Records
☆ ☆ ☆

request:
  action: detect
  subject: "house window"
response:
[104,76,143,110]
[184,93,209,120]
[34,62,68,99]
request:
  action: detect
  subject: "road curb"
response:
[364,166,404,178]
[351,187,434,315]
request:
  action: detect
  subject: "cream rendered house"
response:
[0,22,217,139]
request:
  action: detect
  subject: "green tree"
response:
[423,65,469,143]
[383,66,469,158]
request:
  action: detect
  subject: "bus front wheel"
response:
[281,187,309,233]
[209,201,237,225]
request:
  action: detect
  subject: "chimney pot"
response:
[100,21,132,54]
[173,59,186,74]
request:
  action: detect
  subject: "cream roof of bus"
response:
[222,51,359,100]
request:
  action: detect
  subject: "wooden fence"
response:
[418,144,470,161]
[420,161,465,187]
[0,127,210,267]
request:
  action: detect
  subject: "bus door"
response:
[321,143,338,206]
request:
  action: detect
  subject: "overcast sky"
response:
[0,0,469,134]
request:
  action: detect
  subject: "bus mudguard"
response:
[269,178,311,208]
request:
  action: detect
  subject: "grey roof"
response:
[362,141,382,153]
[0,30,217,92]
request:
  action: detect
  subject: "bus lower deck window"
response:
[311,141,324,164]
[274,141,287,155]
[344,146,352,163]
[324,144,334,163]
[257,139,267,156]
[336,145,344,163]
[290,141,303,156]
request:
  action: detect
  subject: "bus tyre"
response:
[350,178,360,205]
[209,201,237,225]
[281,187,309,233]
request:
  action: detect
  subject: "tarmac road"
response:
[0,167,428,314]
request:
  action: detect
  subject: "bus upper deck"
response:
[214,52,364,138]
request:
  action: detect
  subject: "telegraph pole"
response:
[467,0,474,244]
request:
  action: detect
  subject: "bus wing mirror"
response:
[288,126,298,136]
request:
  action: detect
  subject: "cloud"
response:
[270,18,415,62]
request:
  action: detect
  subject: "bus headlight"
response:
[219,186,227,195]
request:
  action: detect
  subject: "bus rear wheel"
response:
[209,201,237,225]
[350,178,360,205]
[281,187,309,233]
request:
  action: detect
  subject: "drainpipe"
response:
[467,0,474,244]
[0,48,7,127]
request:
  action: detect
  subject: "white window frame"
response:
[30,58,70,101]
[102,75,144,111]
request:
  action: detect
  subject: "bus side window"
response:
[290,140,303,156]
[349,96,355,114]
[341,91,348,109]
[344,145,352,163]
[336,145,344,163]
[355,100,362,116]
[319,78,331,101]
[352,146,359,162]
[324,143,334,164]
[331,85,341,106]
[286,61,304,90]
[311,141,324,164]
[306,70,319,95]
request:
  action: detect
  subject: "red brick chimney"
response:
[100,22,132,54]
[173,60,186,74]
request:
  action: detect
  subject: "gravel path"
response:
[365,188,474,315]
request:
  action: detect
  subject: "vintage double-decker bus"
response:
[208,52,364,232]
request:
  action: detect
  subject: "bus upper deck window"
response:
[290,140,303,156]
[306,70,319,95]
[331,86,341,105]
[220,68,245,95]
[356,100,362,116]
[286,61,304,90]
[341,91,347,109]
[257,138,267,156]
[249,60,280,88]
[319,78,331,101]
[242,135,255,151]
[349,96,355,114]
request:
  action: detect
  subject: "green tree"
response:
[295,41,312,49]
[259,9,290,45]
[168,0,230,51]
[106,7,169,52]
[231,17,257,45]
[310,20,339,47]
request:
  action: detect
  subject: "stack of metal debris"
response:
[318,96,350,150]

☆ ☆ ☆

_Task to complete_. Rewrite the stretch of lines from the start of the Records through the line containing "[219,186,227,195]", requests included, shifting every bounding-box coordinate in the answers up by 124.

_The completed task_.
request:
  action: detect
  subject: "house window"
response:
[228,200,267,234]
[308,217,333,244]
[158,186,192,223]
request:
  action: detect
  subject: "road curb"
response:
[488,290,528,302]
[475,311,558,439]
request:
  action: detect
  subject: "cream rendered house"
response:
[124,146,341,263]
request:
  action: detect
  subject: "green tree"
response:
[547,189,593,267]
[507,190,593,282]
request:
  action: detect
  subject: "bus front wheel"
response:
[405,311,433,357]
[333,325,361,349]
request:
  action: detect
  subject: "chimney pot"
response:
[224,145,256,178]
[297,183,310,198]
request:
  action: detect
  subject: "cream roof of bus"
response:
[346,175,483,224]
request:
  action: detect
  subject: "wooden fence"
response:
[542,268,594,285]
[544,285,589,311]
[124,251,334,391]
request:
  action: detect
  subject: "bus door"
response:
[445,267,462,330]
request:
  action: detect
  subject: "overcast sky"
response:
[124,124,593,258]
request:
  action: detect
  subject: "bus mudguard"
response:
[393,302,435,332]
request:
  action: detect
  subject: "grey roof"
response:
[486,265,506,277]
[124,154,341,216]
request:
  action: detect
  subject: "bus lower deck window"
response:
[435,265,448,288]
[398,265,411,279]
[468,270,476,287]
[448,268,458,287]
[381,263,391,280]
[460,269,468,287]
[414,265,427,280]
request:
  action: detect
  subject: "bus tyre"
response:
[474,302,484,329]
[333,325,361,349]
[405,311,433,357]
request:
  action: detect
  subject: "tarmac road"
response:
[124,291,552,438]
request:
  action: detect
  subject: "bus upper deck"
response:
[338,176,488,262]
request:
  action: detect
  subject: "telegraph pole"
response:
[591,124,598,368]
request:
  action: detect
  subject: "bus wing mirror"
response:
[412,250,422,260]
request:
  action: detect
  subject: "cloud"
response:
[394,142,539,186]
request:
  action: detect
  subject: "bus headlight"
response:
[343,310,351,319]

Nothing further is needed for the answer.